EXERCISE INSTRUCTIONS:
A word-for-word transcript of every entry is required.

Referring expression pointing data
....................
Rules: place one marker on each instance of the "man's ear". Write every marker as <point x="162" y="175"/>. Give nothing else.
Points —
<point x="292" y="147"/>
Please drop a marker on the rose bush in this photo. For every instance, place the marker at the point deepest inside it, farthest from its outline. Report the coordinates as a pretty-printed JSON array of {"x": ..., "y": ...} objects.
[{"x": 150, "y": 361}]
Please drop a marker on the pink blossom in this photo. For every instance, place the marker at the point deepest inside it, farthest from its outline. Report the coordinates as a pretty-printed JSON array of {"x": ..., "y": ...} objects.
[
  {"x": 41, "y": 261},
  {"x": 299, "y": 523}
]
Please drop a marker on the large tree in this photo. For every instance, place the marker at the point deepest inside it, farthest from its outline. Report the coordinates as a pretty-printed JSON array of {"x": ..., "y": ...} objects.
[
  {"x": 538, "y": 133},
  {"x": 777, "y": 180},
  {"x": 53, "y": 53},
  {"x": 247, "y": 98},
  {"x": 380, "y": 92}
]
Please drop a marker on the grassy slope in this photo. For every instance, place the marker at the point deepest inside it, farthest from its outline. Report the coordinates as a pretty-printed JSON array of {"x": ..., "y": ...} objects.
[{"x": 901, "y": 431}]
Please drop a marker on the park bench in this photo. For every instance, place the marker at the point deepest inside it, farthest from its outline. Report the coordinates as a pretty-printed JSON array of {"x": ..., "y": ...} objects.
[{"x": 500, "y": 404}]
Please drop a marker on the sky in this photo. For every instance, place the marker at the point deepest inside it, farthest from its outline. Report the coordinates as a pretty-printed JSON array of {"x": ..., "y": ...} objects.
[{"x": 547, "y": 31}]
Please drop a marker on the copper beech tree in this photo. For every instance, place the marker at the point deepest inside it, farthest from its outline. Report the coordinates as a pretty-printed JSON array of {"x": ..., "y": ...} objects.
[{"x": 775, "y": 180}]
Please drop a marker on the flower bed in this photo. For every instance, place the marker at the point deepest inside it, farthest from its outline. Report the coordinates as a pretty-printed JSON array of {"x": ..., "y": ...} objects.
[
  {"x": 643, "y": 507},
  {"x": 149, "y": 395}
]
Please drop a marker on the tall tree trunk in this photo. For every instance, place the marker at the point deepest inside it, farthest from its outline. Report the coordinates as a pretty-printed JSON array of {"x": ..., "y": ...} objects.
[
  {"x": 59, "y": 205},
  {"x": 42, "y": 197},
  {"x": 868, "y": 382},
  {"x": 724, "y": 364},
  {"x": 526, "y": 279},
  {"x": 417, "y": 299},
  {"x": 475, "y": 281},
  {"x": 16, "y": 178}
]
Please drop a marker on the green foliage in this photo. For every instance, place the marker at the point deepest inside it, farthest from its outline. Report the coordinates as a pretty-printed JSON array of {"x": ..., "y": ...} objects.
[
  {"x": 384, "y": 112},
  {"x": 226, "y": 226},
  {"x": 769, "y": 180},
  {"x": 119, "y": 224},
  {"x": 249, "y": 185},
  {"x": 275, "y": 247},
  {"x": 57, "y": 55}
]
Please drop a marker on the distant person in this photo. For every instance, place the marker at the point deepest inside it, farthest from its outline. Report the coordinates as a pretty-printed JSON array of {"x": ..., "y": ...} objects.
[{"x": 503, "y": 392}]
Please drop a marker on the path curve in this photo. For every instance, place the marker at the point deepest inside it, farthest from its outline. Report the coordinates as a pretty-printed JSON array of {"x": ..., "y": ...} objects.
....................
ANSWER TO THE EXERCISE:
Rules: place one marker on each instance of the "man's ear". Write every marker as <point x="162" y="175"/>. Give nothing else.
Points —
<point x="292" y="147"/>
Please drop a marker on the rose bush in this photo. For every instance, place the marker at the point deepest inside it, farthest from its outline. Report the coordinates as a pretty-printed JSON array of {"x": ..., "y": ...} objects.
[{"x": 150, "y": 361}]
Please drop a marker on the pink blossom in this photo. For every instance, place the marker at the point deepest inside it, farthest from its outline. Report the coordinates as a pretty-printed JSON array of {"x": ..., "y": ...} objects.
[
  {"x": 41, "y": 261},
  {"x": 299, "y": 523}
]
Please drop a marker on the large tree in this photo. For every instance, place the marker at the point deepest inside it, farthest from its outline. Report the coordinates as a pretty-printed JSON array of {"x": ..., "y": ...} objects.
[
  {"x": 538, "y": 133},
  {"x": 777, "y": 180},
  {"x": 53, "y": 53},
  {"x": 247, "y": 98},
  {"x": 380, "y": 92}
]
Please drop a marker on the grassy slope in this photo. For every instance, place the marker at the point deepest inside it, farthest from its outline. Report the coordinates as a pretty-printed JSON array of {"x": ..., "y": ...} objects.
[{"x": 901, "y": 431}]
Please drop a marker on the park bench in this photo. For every instance, place the marker at the point deepest inside it, farthest from its outline. Report the coordinates as a pretty-printed JSON array of {"x": ..., "y": ...} objects.
[{"x": 500, "y": 404}]
Please drop a marker on the sky in this photo. For every instance, place the marker at the point deepest inside it, farthest from its outline. Report the coordinates as a pretty-printed JSON array of {"x": ..., "y": ...} objects.
[{"x": 547, "y": 31}]
Please drop a marker on the copper beech tree in this photo. For every instance, place the marker at the point deepest inside it, farthest from its outline. Report the coordinates as a pretty-printed JSON array of {"x": ..., "y": ...} objects.
[{"x": 775, "y": 180}]
Please drop a marker on the flower bed in this photo. For every instance, place the marker at the point deepest inside it, farthest from its outline. Report the coordinates as a pretty-printed JSON array of {"x": ..., "y": ...} objects.
[
  {"x": 643, "y": 507},
  {"x": 149, "y": 395}
]
Please drop a marker on the tall tree trunk in this photo. For every instance, place the marker at the point deepest inside it, farthest from its outline. Report the coordinates as a pretty-printed JSON array of {"x": ..., "y": ...} objects.
[
  {"x": 59, "y": 205},
  {"x": 42, "y": 197},
  {"x": 868, "y": 382},
  {"x": 724, "y": 364},
  {"x": 526, "y": 279},
  {"x": 417, "y": 299},
  {"x": 475, "y": 281},
  {"x": 16, "y": 178}
]
Please drop a marker on the green foliage in this photo. For every instance, place the marker at the point deepest inside it, farthest from its outline. Report the coordinates as a pretty-printed JSON array of {"x": ..., "y": ...} objects.
[
  {"x": 384, "y": 112},
  {"x": 226, "y": 226},
  {"x": 769, "y": 180},
  {"x": 119, "y": 224},
  {"x": 249, "y": 185},
  {"x": 275, "y": 247},
  {"x": 57, "y": 55}
]
Please drop a marker on the distant person in this photo. For every instance, place the marker at the point deepest inside it, farthest from its outline. Report the coordinates as a pretty-printed JSON array of {"x": ..., "y": ...} objects.
[{"x": 503, "y": 392}]
Please drop a marker on the path curve in this photo. For every instance, place the marker at the point deepest inside it, farthest from its outline. Report the coordinates as a pretty-printed JSON array of {"x": ..., "y": ...} objects.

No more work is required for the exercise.